→ QUOTED PASSAGE
+++

# Tenderness



## thestarsfall (Dec 3, 2006)

These past couple of days I have been rather tender and sore in my pelvic area....particularily on the right side, like right by my hip bone (illiac crest for anyone who knows where that is)...its odd feeling when i stand up sometimes and if i press it it hurts much more than if i press the same spot on the left side...

Anyone know what might be up?


----------



## Shimmer (Dec 3, 2006)

I would check with my doctor if the tenderness persists. It could be any number of things. :/


----------



## caffn8me (Dec 3, 2006)

If you're experiencing intermittent waves of pain and tenderness in the right iliac fossa it could be a symptom of appendicitis.  Go get it checked out soon.  It's not a lot of fun when it gets acute.

+++

→ RECORDS PROVIDED
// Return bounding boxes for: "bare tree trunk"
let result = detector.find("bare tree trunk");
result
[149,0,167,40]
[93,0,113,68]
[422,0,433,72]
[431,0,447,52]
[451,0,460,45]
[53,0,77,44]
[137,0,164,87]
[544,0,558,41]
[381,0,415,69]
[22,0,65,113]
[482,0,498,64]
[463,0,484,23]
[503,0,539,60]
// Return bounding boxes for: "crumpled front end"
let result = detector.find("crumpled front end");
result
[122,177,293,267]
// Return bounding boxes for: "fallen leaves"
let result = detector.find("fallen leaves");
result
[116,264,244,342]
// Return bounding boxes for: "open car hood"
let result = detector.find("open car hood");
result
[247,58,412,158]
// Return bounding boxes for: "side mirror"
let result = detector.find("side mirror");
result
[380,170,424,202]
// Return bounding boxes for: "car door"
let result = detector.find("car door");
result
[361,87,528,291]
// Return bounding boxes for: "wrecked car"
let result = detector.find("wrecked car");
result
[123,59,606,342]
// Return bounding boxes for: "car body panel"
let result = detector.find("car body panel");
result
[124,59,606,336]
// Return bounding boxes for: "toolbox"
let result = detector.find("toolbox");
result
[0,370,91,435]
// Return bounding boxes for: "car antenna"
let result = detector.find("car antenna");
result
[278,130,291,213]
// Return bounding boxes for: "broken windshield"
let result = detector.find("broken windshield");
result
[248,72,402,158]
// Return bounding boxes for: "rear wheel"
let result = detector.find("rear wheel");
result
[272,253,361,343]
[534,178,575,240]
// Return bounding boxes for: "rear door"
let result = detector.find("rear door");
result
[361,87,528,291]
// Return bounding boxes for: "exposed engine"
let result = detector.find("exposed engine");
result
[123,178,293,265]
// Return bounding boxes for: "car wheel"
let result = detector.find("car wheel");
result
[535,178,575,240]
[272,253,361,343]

+++

→ TASKS TO COMPLETE
A: In the forum thread about pelvic tenderness, what condition does caffn8me say intermittent waves of pain and tenderness in the right iliac fossa could point to?
B: Pick up the forum thread about pelvic tenderness after its final post and write what comes next.

→ RESULTS OF THE EXERCISE
A: Appendicitis.

B:
----------



## thestarsfall (Dec 4, 2006)

Quote:

   Originally Posted by *caffn8me* 

 
_If you're experiencing intermittent waves of pain and tenderness in the right iliac fossa it could be a symptom of appendicitis.  Go get it checked out soon.  It's not a lot of fun when it gets acute._

 
I don't think its that....its more inwards...towards my centre kinda...

Yeah, if it's still painfull in a couple days I think I'll go to the clinic...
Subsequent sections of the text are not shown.